INSTRUCTIONS FOR THE TASK | Your answer must repeat the full listing, line for line.

━━ SUPPLIED INFORMATION ━━

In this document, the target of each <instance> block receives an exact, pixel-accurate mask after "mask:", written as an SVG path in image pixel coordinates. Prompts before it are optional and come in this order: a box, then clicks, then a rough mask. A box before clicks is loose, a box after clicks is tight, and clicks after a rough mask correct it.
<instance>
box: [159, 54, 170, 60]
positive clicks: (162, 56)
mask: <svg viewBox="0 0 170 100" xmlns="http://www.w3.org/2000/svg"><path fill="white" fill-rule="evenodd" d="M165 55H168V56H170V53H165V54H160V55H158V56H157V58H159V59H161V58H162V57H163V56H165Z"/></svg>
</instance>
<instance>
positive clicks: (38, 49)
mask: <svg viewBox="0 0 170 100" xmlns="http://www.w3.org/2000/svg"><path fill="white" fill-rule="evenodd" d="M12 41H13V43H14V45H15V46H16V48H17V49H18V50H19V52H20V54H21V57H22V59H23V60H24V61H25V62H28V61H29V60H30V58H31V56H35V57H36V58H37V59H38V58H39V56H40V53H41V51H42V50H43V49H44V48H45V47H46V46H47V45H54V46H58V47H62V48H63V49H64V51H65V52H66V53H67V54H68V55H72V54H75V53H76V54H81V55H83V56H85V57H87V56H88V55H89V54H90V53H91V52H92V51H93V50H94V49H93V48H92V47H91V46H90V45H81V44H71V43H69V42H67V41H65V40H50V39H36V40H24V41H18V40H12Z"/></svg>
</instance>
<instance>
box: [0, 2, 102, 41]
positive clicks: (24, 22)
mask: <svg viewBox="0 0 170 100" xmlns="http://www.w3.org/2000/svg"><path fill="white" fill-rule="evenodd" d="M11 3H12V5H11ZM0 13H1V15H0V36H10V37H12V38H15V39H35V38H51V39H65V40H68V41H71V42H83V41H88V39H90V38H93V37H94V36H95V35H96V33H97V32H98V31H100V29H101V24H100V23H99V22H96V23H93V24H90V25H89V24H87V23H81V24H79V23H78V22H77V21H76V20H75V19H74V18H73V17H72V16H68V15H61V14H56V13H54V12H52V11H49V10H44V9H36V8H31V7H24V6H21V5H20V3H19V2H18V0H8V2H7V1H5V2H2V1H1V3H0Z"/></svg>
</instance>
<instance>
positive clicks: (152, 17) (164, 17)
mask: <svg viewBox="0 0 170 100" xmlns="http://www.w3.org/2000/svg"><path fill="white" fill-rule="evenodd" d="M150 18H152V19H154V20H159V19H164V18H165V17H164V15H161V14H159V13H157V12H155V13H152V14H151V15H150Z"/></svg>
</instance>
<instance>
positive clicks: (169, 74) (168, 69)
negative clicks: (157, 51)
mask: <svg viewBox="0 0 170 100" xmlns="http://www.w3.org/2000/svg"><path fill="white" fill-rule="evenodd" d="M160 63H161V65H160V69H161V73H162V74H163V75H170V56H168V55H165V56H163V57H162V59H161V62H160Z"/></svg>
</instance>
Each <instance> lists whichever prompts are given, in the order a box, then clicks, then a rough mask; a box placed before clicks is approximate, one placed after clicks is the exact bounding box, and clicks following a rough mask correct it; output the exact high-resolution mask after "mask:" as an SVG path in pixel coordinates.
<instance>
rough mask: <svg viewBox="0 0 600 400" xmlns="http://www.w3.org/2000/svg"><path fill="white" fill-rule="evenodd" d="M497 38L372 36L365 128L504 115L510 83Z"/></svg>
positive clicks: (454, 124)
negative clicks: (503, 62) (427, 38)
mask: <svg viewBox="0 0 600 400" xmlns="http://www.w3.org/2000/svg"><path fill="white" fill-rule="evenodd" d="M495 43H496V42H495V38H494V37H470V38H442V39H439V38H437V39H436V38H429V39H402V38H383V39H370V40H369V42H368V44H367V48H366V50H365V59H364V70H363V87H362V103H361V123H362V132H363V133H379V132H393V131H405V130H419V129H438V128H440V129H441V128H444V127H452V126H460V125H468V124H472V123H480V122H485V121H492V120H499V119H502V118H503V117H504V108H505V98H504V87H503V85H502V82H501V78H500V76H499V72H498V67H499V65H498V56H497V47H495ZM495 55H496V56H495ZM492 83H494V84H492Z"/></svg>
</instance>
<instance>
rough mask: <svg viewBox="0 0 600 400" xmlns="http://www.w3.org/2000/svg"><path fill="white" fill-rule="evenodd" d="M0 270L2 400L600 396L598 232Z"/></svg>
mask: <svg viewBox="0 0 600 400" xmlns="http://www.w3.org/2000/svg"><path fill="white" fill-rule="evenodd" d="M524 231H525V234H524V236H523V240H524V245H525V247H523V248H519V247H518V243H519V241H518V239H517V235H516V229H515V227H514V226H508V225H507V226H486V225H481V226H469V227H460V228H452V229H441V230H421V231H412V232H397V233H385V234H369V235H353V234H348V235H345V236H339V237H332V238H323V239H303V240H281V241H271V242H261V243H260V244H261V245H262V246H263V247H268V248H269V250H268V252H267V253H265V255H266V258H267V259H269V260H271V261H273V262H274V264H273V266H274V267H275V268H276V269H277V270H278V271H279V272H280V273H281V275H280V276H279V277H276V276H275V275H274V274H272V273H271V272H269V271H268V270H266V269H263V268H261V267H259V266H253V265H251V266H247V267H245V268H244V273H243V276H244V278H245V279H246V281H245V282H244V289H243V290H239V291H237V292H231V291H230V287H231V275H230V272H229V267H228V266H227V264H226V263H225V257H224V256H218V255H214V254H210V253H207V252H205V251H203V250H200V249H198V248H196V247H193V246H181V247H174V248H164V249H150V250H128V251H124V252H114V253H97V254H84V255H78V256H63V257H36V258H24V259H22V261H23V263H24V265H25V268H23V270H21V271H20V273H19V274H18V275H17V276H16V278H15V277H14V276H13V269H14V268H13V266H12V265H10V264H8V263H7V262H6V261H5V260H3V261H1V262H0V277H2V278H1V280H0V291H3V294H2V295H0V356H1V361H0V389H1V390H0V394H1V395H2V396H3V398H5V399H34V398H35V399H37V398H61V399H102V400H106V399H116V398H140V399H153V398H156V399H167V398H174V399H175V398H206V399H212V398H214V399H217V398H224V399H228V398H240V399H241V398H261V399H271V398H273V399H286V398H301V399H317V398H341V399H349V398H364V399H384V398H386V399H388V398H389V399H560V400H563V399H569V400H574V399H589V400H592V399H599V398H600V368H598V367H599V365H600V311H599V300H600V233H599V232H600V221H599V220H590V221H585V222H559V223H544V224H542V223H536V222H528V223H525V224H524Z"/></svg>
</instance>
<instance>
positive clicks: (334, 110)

━━━

ANSWER BOX |
In this document, the target of each <instance> block receives an exact, pixel-accurate mask after "mask:", written as an SVG path in image pixel coordinates. Prompts before it are optional and come in this order: a box, then clicks, then a rough mask. A box before clicks is loose, a box after clicks is tight, and clicks after a rough mask correct it.
<instance>
box: [159, 54, 170, 60]
positive clicks: (162, 56)
mask: <svg viewBox="0 0 170 100" xmlns="http://www.w3.org/2000/svg"><path fill="white" fill-rule="evenodd" d="M165 55H168V56H170V53H165V54H160V55H158V56H157V58H159V59H161V58H162V57H163V56H165Z"/></svg>
</instance>
<instance>
positive clicks: (38, 49)
mask: <svg viewBox="0 0 170 100" xmlns="http://www.w3.org/2000/svg"><path fill="white" fill-rule="evenodd" d="M12 41H13V43H14V45H15V46H16V48H17V49H18V50H19V52H20V54H21V57H22V59H23V60H24V61H25V62H28V61H29V60H30V58H31V56H35V57H36V58H37V59H38V58H39V56H40V53H41V51H42V50H43V49H44V48H45V47H46V46H47V45H54V46H58V47H62V48H63V49H64V51H65V52H66V53H67V54H68V55H72V54H75V53H76V54H81V55H83V56H85V57H87V56H88V55H89V54H90V53H91V52H92V51H93V50H94V49H93V48H92V47H91V46H90V45H81V44H71V43H69V42H67V41H65V40H50V39H36V40H24V41H18V40H12Z"/></svg>
</instance>
<instance>
box: [0, 2, 102, 41]
positive clicks: (24, 22)
mask: <svg viewBox="0 0 170 100" xmlns="http://www.w3.org/2000/svg"><path fill="white" fill-rule="evenodd" d="M11 3H12V5H11ZM0 13H1V15H0V36H10V37H12V38H15V39H35V38H51V39H65V40H68V41H71V42H83V41H88V39H90V38H93V37H94V36H95V35H96V33H97V32H98V31H100V29H101V24H100V23H99V22H96V23H93V24H90V25H89V24H87V23H81V24H79V23H78V22H77V21H76V20H75V19H74V18H73V17H72V16H68V15H61V14H56V13H54V12H52V11H49V10H44V9H36V8H31V7H24V6H21V5H20V3H19V2H18V0H8V2H7V1H5V2H2V1H1V3H0Z"/></svg>
</instance>
<instance>
positive clicks: (152, 17) (164, 17)
mask: <svg viewBox="0 0 170 100" xmlns="http://www.w3.org/2000/svg"><path fill="white" fill-rule="evenodd" d="M150 18H152V19H154V20H159V19H164V18H165V17H164V15H161V14H159V13H157V12H155V13H152V14H151V15H150Z"/></svg>
</instance>
<instance>
positive clicks: (169, 74) (168, 69)
negative clicks: (157, 51)
mask: <svg viewBox="0 0 170 100" xmlns="http://www.w3.org/2000/svg"><path fill="white" fill-rule="evenodd" d="M160 63H161V65H160V69H161V73H162V74H163V75H170V56H168V55H165V56H163V57H162V59H161V62H160Z"/></svg>
</instance>
Each <instance> lists whichever prompts are given, in the order a box, then clicks, then a rough mask; a box placed before clicks is approximate, one placed after clicks is the exact bounding box, and clicks following a rough mask correct it; output the exact high-resolution mask after "mask:" as an SVG path in pixel coordinates.
<instance>
rough mask: <svg viewBox="0 0 600 400" xmlns="http://www.w3.org/2000/svg"><path fill="white" fill-rule="evenodd" d="M497 38L372 36L365 128L504 115L510 83Z"/></svg>
positive clicks: (454, 124)
negative clicks: (503, 62) (427, 38)
mask: <svg viewBox="0 0 600 400" xmlns="http://www.w3.org/2000/svg"><path fill="white" fill-rule="evenodd" d="M495 43H496V42H495V38H494V37H470V38H442V39H439V38H437V39H436V38H429V39H402V38H383V39H370V40H369V42H368V44H367V48H366V50H365V59H364V70H363V87H362V103H361V123H362V132H363V133H379V132H393V131H405V130H419V129H438V128H440V129H441V128H444V127H452V126H460V125H468V124H472V123H480V122H485V121H492V120H499V119H502V118H503V117H504V108H505V98H504V87H503V85H502V82H501V78H500V76H499V72H498V67H499V65H498V56H497V47H495ZM495 55H496V56H495ZM492 83H494V84H492Z"/></svg>
</instance>
<instance>
rough mask: <svg viewBox="0 0 600 400" xmlns="http://www.w3.org/2000/svg"><path fill="white" fill-rule="evenodd" d="M0 270L2 400L600 396L598 232Z"/></svg>
mask: <svg viewBox="0 0 600 400" xmlns="http://www.w3.org/2000/svg"><path fill="white" fill-rule="evenodd" d="M524 231H525V234H524V236H523V240H524V245H525V247H523V248H519V247H518V243H519V241H518V239H517V235H516V229H515V227H514V226H508V225H507V226H486V225H481V226H469V227H460V228H452V229H441V230H421V231H412V232H397V233H385V234H369V235H353V234H348V235H345V236H339V237H332V238H323V239H303V240H281V241H271V242H261V243H260V244H261V245H262V246H263V247H268V248H269V250H268V252H267V253H265V255H266V258H267V259H269V260H271V261H273V262H274V264H273V266H274V267H275V268H276V269H277V270H278V271H279V272H280V273H281V275H280V276H279V277H276V276H275V275H274V274H272V273H271V272H269V271H268V270H266V269H263V268H261V267H259V266H253V265H251V266H247V267H245V268H244V273H243V276H244V278H245V279H246V281H245V282H244V289H243V290H239V291H237V292H231V291H230V287H231V275H230V272H229V267H228V266H227V264H226V263H225V257H224V256H218V255H214V254H210V253H207V252H205V251H203V250H200V249H198V248H196V247H193V246H181V247H174V248H164V249H150V250H128V251H124V252H114V253H97V254H84V255H78V256H63V257H36V258H24V259H22V261H23V263H24V265H25V268H23V270H21V271H20V273H19V274H18V275H17V276H16V278H15V277H14V276H13V269H14V268H13V266H12V265H10V264H8V263H7V262H6V261H5V260H3V261H1V262H0V277H2V278H1V280H0V291H3V294H2V295H0V356H1V361H0V389H1V390H0V394H1V395H2V396H3V398H5V399H34V398H35V399H37V398H61V399H102V400H106V399H116V398H140V399H153V398H156V399H167V398H174V399H175V398H206V399H212V398H214V399H217V398H224V399H228V398H240V399H241V398H261V399H271V398H273V399H286V398H301V399H317V398H341V399H349V398H364V399H384V398H386V399H388V398H389V399H560V400H563V399H569V400H574V399H589V400H592V399H599V398H600V368H598V367H599V365H600V311H599V300H600V233H599V232H600V221H599V220H590V221H585V222H559V223H544V224H542V223H536V222H528V223H525V224H524Z"/></svg>
</instance>
<instance>
positive clicks: (334, 110)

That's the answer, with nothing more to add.